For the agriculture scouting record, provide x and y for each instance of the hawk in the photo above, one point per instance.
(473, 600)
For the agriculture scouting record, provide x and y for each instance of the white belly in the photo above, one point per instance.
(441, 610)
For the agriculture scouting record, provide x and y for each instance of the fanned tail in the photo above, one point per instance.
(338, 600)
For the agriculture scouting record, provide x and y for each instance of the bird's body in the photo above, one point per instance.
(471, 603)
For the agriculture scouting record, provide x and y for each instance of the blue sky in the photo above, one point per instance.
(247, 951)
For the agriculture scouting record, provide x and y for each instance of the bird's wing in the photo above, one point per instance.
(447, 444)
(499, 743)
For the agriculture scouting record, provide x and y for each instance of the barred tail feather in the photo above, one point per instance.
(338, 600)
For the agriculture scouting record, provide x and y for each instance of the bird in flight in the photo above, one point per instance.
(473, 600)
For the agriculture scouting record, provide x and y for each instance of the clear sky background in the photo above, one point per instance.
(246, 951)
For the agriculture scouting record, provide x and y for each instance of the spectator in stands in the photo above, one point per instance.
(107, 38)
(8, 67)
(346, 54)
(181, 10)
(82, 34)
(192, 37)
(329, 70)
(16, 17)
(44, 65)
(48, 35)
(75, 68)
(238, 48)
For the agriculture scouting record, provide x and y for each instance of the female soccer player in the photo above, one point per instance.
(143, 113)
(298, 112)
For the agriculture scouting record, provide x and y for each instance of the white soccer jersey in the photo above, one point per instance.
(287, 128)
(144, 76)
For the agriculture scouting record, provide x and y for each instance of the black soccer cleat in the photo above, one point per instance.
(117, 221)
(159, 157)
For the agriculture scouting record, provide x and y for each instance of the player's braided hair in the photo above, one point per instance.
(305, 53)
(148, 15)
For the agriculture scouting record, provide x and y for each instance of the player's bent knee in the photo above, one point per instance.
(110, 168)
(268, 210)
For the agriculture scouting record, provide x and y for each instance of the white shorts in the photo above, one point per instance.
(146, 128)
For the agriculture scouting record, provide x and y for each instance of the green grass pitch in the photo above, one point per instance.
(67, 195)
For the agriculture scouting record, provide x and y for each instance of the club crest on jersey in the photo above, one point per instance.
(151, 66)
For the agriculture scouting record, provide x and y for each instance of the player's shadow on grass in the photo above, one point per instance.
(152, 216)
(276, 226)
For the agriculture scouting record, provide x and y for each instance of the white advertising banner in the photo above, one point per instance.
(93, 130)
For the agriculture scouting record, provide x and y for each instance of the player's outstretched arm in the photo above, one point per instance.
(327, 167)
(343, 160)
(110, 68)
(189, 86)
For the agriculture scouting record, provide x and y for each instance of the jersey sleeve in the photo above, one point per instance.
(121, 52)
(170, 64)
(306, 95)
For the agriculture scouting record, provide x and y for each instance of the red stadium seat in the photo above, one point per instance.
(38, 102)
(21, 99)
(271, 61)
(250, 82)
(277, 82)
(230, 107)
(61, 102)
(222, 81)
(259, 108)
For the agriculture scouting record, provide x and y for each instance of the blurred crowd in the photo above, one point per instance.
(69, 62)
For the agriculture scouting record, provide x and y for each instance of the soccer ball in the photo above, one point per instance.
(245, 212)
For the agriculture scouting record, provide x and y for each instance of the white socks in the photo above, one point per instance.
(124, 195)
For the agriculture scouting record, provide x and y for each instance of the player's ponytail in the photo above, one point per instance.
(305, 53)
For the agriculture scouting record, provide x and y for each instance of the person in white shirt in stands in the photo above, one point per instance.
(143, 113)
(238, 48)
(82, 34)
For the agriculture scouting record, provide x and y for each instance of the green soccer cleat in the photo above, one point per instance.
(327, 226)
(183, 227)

◆ ◆ ◆ ◆ ◆

▶ [Цель задания] Оформите строки приведённых выше записей в виде нумерованного списка: начните со строки, в которой есть «the red stadium», и закончите последней строкой записей, включив обе границы. Пустые строки в список не включайте.

▶ [Результат задания]
1. For the agriculture scouting record, provide x and y for each instance of the red stadium seat in the photo above, one point per instance.
2. (38, 102)
3. (21, 99)
4. (271, 61)
5. (250, 82)
6. (277, 82)
7. (230, 107)
8. (61, 102)
9. (222, 81)
10. (259, 108)
11. For the agriculture scouting record, provide x and y for each instance of the blurred crowd in the photo above, one point per instance.
12. (69, 62)
13. For the agriculture scouting record, provide x and y for each instance of the soccer ball in the photo above, one point per instance.
14. (245, 212)
15. For the agriculture scouting record, provide x and y for each instance of the white socks in the photo above, one point per instance.
16. (124, 195)
17. For the agriculture scouting record, provide x and y for each instance of the player's ponytail in the photo above, one point per instance.
18. (305, 53)
19. For the agriculture scouting record, provide x and y for each instance of the person in white shirt in stands in the photo above, one point per instance.
20. (143, 113)
21. (238, 48)
22. (82, 34)
23. For the agriculture scouting record, provide x and y for each instance of the green soccer cleat in the photo above, one point per instance.
24. (327, 226)
25. (183, 227)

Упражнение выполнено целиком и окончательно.